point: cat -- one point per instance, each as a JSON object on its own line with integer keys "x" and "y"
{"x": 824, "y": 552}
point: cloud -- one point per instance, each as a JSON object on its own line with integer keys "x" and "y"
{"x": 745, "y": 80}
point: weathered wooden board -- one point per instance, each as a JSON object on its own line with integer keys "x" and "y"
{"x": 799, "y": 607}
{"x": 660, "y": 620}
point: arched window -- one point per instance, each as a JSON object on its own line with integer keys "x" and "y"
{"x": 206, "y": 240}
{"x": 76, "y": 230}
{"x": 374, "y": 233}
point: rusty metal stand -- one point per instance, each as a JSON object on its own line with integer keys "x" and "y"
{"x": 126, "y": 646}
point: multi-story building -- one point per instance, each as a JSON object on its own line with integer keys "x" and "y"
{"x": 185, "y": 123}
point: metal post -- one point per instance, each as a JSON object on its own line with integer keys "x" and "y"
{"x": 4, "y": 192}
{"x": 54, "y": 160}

══════

Exercise description — What do the lines from the one with "point: multi-story building" through the last line of the entries say? Print them word for word, both ends included, and nothing else.

Result below —
point: multi-story building -- one point per instance, each as a JSON object on its own line with integer keys "x" and "y"
{"x": 185, "y": 123}
point: metal post -- one point per instance, each as a JSON object on its own line with integer keys "x" and "y"
{"x": 4, "y": 192}
{"x": 54, "y": 160}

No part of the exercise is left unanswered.